§ **TASK LIST**:
[1] Copy the passage on Gjon Muzaka word for word, between "Gjon Muzaka (fl." and "Paris 1873, pp. 270–340.", inclusive.
[2] According to the passage on Gjon Muzaka, in what language was his memoir originally written?

§ **PAGE**:
Gjon Muzaka (fl. 1510; ) was an Albanian nobleman from the Muzaka family, that has historically ruled in the Myzeqe region, Albania. In 1510 he wrote a Breve memoria de li discendenti de nostra casa Musachi (Short memoir on the descendants of our Myzeqe lineage). The work was published in Karl Hopf's Chroniques gréco-romaines, Paris 1873, pp. 270–340.

According to his memoirs, Gjon's father died before Ottomans captured Berat in 1417.

The memoir of Gjon Muzaka (1515)

His memoir is considered to be the oldest substantial text written by an Albanian. It was originally written in Latin and his name was listed as Giovanni Musachi. In it he mentions several interesting things that were confirmed to have been accurate by Noel Malcolm. Among other things he claims that, according to family history, the name "Musachi" is derived from a corrupted form of the name "Molossachi", ancient tribesmen of Epirus known as the Molossians. In his ancestors includes the Serbian lords
Lazaro Dispoto de Servia and Marco Rè di Bulgaria, and gives some details
about the genealogy of the families Kosace and Crnojevici.

[Excerpts of location labeling data]
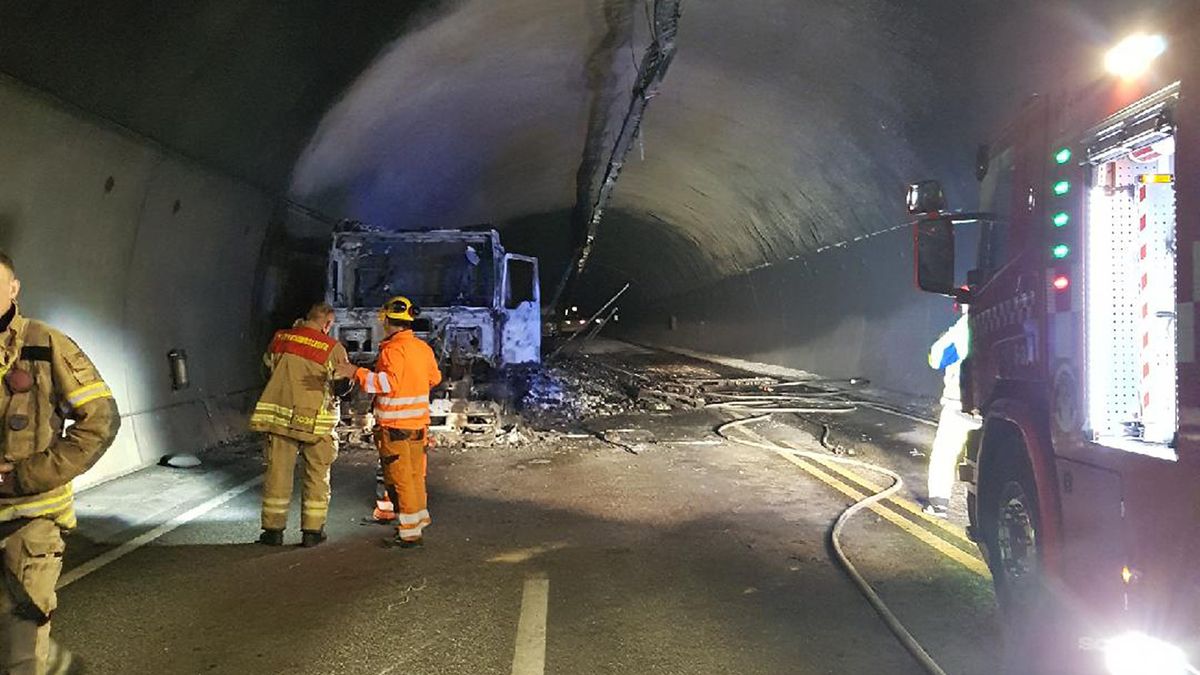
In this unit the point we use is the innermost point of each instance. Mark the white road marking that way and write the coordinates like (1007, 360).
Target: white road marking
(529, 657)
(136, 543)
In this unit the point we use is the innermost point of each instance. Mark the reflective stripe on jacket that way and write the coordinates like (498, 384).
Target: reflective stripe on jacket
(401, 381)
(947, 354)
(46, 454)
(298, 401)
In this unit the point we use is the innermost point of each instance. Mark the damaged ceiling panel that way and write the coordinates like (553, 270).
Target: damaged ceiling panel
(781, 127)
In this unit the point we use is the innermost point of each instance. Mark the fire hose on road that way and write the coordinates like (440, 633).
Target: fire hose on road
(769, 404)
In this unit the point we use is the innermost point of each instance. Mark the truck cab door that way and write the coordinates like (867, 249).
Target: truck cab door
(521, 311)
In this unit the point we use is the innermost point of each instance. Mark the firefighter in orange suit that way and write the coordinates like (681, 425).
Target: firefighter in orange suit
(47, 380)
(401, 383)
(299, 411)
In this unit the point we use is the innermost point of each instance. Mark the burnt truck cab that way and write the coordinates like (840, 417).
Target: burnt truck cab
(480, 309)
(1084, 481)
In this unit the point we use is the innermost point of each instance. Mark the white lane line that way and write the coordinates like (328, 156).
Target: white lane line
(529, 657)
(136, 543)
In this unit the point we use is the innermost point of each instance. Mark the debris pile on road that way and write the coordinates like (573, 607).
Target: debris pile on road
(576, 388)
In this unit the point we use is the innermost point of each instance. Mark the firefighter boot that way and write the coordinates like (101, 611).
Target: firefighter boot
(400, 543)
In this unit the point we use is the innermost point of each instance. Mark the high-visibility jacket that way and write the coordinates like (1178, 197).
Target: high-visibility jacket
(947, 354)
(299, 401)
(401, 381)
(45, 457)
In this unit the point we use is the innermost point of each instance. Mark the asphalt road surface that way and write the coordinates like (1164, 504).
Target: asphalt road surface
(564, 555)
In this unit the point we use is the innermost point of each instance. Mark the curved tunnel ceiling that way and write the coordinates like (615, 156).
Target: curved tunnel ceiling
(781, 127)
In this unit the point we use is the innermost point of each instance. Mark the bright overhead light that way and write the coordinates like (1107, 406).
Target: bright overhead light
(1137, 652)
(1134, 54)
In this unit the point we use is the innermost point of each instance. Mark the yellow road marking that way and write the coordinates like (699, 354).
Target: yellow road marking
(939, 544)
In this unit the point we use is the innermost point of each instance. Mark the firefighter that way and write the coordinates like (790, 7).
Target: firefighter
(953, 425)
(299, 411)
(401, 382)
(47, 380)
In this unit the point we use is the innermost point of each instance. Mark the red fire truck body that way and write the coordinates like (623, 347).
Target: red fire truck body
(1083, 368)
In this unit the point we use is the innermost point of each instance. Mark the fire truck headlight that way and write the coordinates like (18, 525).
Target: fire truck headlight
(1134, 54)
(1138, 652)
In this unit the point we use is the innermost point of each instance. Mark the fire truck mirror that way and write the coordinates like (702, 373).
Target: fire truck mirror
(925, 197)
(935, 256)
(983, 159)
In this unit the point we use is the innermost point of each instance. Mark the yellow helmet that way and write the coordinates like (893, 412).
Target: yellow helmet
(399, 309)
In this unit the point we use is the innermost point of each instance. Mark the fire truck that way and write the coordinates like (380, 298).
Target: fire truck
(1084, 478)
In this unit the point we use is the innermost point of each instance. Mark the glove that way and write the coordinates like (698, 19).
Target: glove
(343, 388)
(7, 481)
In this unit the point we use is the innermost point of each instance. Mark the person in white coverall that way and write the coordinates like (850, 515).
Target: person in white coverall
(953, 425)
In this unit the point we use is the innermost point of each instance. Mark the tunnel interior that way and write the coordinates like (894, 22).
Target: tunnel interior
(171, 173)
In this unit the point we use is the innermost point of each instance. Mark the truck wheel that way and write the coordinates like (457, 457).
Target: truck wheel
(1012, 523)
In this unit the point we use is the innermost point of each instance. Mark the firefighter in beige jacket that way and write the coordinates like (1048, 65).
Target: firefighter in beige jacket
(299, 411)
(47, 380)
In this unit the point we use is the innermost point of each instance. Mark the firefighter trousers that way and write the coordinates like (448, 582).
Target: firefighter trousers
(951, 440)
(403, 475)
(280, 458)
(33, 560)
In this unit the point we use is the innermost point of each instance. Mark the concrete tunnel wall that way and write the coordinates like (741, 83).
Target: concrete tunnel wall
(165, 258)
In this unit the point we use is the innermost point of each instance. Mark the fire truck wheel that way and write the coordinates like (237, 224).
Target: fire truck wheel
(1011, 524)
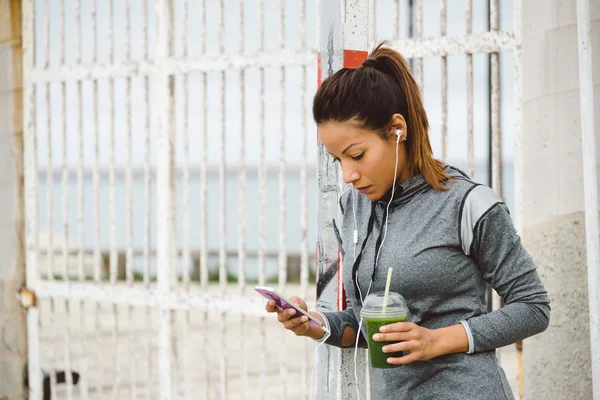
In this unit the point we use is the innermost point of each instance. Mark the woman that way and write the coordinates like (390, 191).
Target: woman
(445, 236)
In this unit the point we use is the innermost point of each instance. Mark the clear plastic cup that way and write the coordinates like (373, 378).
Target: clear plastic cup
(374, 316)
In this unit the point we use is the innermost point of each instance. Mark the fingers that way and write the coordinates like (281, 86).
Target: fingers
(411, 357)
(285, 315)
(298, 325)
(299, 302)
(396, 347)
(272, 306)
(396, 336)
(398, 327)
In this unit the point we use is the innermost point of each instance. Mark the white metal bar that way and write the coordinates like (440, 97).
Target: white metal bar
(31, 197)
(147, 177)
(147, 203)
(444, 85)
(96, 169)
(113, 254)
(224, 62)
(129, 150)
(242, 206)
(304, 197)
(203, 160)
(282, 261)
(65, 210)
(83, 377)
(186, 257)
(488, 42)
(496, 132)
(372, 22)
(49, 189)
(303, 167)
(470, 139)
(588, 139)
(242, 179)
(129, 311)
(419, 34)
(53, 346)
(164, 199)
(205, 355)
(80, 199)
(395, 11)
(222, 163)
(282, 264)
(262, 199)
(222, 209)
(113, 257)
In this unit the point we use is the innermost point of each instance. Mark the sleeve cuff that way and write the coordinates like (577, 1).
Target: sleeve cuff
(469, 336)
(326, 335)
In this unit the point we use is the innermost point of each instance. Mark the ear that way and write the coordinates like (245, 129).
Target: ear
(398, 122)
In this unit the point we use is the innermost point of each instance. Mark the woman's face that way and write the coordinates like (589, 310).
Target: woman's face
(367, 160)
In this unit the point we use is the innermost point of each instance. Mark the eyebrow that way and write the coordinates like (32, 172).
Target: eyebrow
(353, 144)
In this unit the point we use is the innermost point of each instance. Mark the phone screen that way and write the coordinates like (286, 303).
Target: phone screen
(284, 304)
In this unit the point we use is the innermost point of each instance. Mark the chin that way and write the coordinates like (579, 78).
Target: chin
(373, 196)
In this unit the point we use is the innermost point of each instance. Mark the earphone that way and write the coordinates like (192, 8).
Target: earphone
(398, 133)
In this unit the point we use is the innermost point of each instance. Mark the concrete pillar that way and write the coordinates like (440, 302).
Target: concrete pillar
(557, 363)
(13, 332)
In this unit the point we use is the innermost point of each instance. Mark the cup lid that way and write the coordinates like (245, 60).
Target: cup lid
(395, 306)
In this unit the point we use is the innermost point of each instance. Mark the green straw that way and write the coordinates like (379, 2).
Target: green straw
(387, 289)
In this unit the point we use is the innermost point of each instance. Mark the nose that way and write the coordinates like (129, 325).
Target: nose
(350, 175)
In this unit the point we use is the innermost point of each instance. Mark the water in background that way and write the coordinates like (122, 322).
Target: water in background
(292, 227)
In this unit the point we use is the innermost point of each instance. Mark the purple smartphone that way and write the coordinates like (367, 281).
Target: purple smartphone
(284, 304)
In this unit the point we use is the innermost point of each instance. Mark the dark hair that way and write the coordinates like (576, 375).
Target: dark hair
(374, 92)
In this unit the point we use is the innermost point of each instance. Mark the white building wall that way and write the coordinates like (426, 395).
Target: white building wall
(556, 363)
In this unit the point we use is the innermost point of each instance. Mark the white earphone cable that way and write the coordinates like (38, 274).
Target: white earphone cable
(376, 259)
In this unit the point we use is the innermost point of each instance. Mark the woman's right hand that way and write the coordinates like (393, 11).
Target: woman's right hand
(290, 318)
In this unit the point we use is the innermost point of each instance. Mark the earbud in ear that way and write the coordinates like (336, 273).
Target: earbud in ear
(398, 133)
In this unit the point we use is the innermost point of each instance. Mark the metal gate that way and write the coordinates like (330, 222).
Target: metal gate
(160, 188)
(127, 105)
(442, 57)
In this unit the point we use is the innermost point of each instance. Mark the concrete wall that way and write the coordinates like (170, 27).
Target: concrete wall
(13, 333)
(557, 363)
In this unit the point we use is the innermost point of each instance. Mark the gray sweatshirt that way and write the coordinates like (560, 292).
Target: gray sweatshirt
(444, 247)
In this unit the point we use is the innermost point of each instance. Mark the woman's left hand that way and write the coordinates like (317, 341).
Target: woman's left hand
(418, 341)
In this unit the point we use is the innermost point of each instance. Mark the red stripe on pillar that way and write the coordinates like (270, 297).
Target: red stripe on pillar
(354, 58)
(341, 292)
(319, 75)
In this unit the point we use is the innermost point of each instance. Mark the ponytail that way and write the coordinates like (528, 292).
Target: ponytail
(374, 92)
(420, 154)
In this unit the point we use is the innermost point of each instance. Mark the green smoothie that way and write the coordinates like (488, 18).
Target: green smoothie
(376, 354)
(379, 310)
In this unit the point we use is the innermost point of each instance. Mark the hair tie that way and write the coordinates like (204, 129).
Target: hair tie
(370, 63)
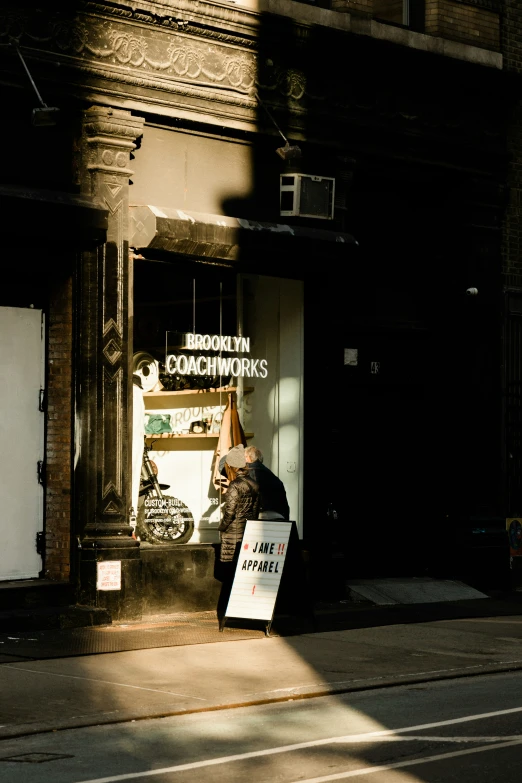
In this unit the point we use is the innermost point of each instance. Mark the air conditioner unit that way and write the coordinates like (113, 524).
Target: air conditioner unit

§ **ANSWERS**:
[1]
Gjon Muzaka (fl. 1510; ) was an Albanian nobleman from the Muzaka family, that has historically ruled in the Myzeqe region, Albania. In 1510 he wrote a Breve memoria de li discendenti de nostra casa Musachi (Short memoir on the descendants of our Myzeqe lineage). The work was published in Karl Hopf's Chroniques gréco-romaines, Paris 1873, pp. 270–340.

[2] It was originally written in Latin.